_Given task_
Pick out each line in the material below that contains the string "floral", with case counting, and copy those lines.

* start Exercise materials *

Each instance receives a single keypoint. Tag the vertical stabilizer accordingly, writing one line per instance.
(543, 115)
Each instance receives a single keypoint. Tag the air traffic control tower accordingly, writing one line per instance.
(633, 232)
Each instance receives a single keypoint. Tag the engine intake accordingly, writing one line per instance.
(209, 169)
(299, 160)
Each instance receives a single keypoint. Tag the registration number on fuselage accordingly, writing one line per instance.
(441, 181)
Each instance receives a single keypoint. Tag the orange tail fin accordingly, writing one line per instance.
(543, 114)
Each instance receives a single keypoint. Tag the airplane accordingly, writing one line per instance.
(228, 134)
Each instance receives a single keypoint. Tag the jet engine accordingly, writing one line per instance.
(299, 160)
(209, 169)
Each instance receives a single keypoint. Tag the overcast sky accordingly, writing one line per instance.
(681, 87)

* end Exercise materials *
* start Exercise materials *

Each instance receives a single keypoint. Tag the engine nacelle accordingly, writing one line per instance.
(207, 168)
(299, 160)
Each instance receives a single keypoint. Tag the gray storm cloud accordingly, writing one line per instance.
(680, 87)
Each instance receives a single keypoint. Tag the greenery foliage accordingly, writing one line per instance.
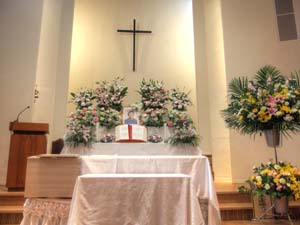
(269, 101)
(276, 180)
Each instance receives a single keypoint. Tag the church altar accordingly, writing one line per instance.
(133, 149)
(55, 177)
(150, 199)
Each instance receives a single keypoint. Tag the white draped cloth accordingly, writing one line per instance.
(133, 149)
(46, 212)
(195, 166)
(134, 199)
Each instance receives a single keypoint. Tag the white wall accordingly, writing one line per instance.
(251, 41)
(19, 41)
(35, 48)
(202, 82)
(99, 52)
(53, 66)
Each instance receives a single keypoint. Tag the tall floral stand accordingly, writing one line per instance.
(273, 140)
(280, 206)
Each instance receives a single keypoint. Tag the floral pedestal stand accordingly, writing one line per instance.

* end Exercise materials *

_Result below_
Each instance receives a single keypoint. Tag the tall floral stand accordingly, writing one line per instance.
Each instance receives a single keypoint. Tag the floral pedestal stand accordingly, writing one line per instance.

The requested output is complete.